» Passage provided:

________________________________________

A tribe that’s fast disappearing


PETALING JAYA: Death among the Bateq people isn’t anything new. And 14 in over a month did not come as a surprise to the Orang Asli community, nor the NGOs helping them.

The living conditions are so bad that the indigenous people are susceptible to diseases easily and most do not live past 60 years old.

Pollution at Kuala Koh, on the borders of Taman Negara bordering Kelantan, for instance, is no­­t­hing new.

It has only worsened over the years despite complaints to the Kelantan state government, said an NGO that has done years of work with Orang Asli in that area.

Johan Halid of Sahabat Jariah said even as far back as in 2010, the water source had been polluted due to deforestation in Kuala Koh.

“We have been going in to visit the Bateq community here for more than 10 years to provide all kinds of assistance.

“We even built pipes for them using the gravity system, and the tank was placed on the hill to give it the pressure it needed,” he said.

“That was nine years ago. Even then, the water source was already dirty.”

Johan said the government built concrete houses for the community but there was no water or electricity supply.

“A RM3mil water system was put up by the Rural Development Ministry – but it did not function for even a day. So, the Bateq people preferred to stay in makeshift tents outside, nearer to the water sources,” he added.

He said as the Bateq people could still move around and gather food as well as hunt, they were still all right then.

Johan said the three main pollutants – in order of the worst form – are plantations, mining and logging.

“There is much deforestation due to the land having been cleared for plantations.

“We are talking about clearance of areas as big as 10,000ha,” he said.

He said the pollution is mainly from the chemical fertilisers used for the oil palm plantations.

“When this happens, the area in which they (the Bateq people) hunt and gather food gets affected. Most of the Bateq people in Kuala Koh are just skin and bones now,” said Johan.

He also said that among the 300 villagers, the oldest are around 58 and 60. The rest are mostly in their 20s and 30s.

He further explained that in recent years, with the mining of iron in the area, the pollution had gotten worse when the miners used certain chemicals to blast when mining.

“The current iron mine near the village of Kuala Koh has the state government’s concession until 2023.

“Only its licence with the Department of Environment had expired but they have been carrying on with the mining and blasting. Despite many complaints to the state government, nobody cared,” said Johan.

However, he pointed out that it was not only the pollution that is killing the Bateq people in Kuala Koh.

“Yes, there is pollution of the environment, but the fact of the matter is these people are extremely malnourished and they have very low immunity to withstand these pollutants which would not be such a big issue for people like you or me.

________________________________________

» Data:
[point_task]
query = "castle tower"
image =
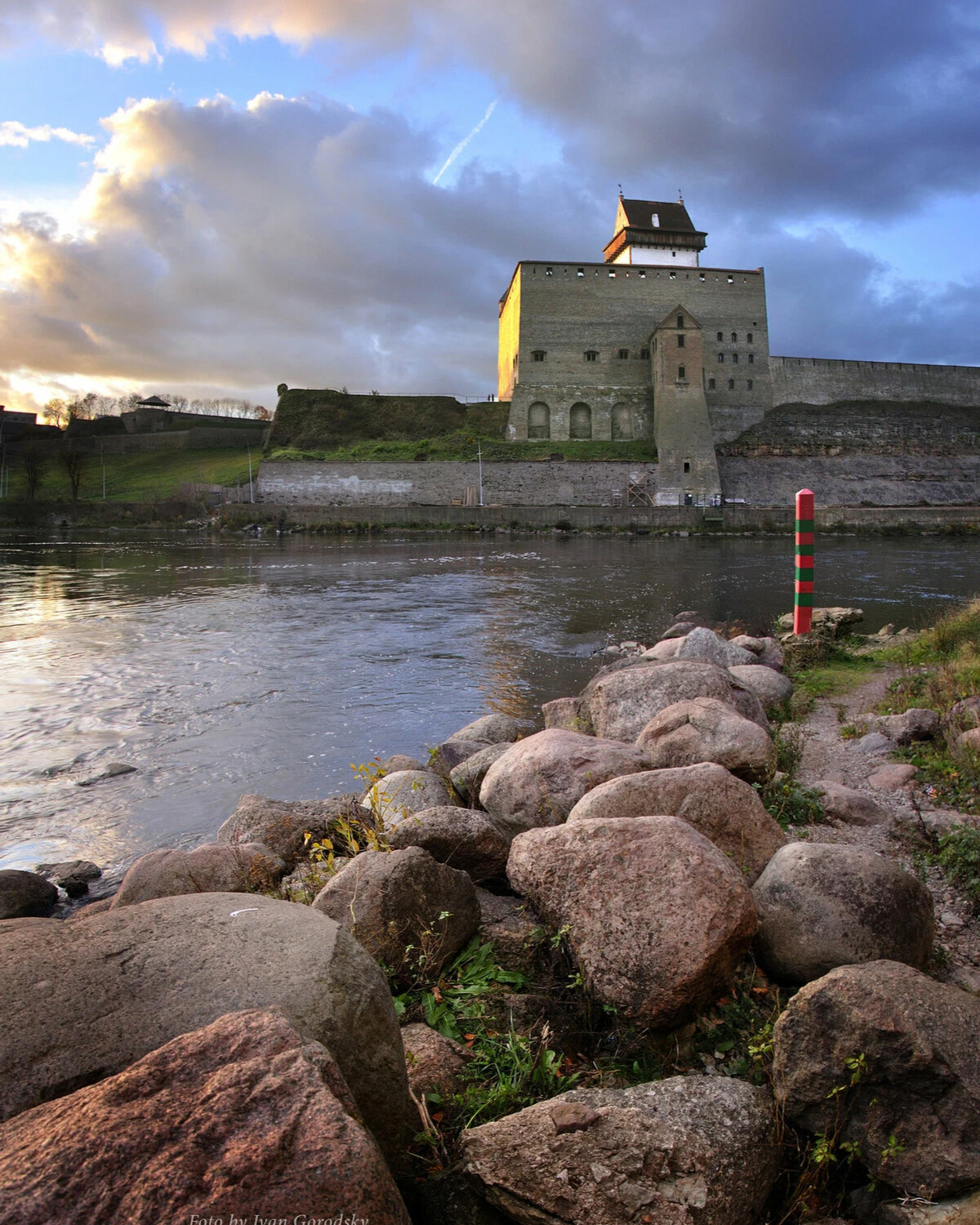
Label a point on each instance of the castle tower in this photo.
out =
(656, 233)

________________________________________

» Required work:
In the article on the Bateq people, which three main pollutants does Johan Halid list, from worst to least? The data have no role here.

» Result of the task:
Plantations, mining and logging.